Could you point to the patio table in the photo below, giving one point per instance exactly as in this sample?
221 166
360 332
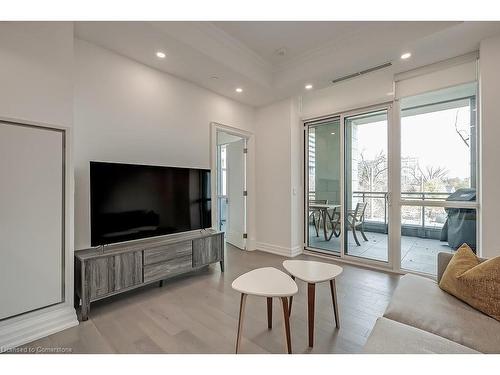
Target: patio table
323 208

+---+

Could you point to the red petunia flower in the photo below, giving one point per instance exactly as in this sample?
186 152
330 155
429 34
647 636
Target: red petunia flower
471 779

+---+

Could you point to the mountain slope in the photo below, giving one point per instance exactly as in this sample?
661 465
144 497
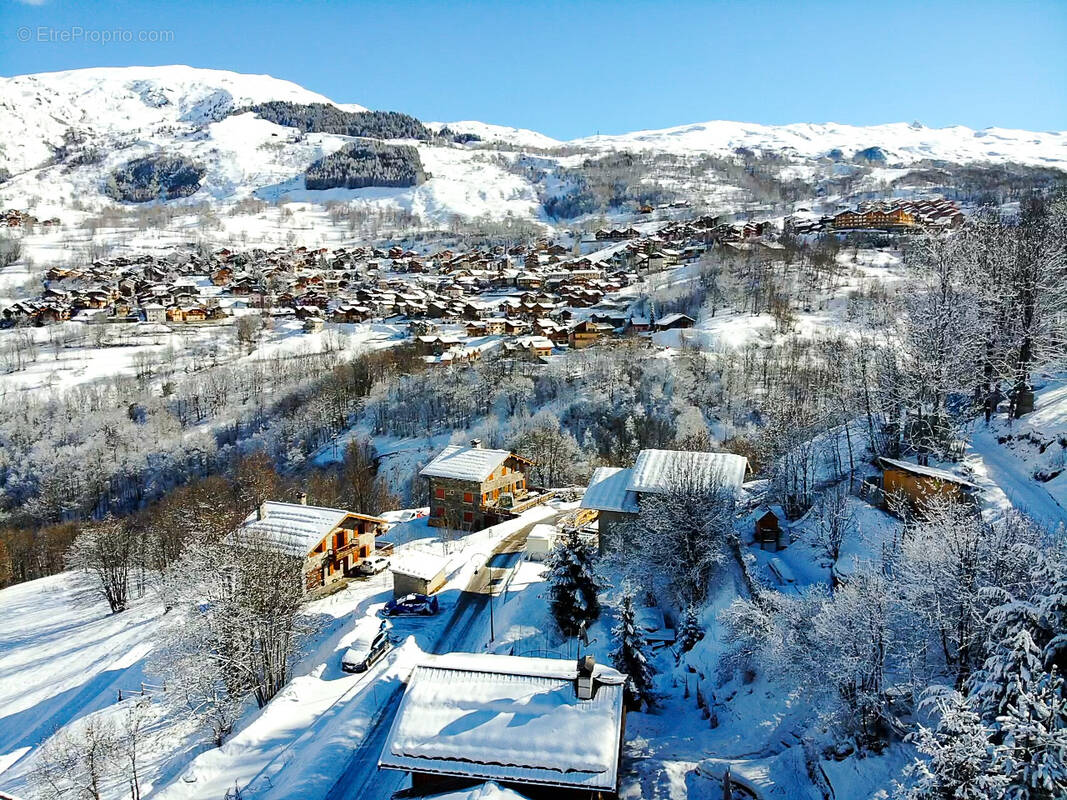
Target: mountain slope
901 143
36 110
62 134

+---+

**What is needed:**
Which of the lines above contain the string "petunia", matching case exactly? Pull out each of those lines in full.

**Right answer:**
Could you point to the red petunia flower in the photo below, giving one point per instance exactly as in this sample?
Target: red petunia flower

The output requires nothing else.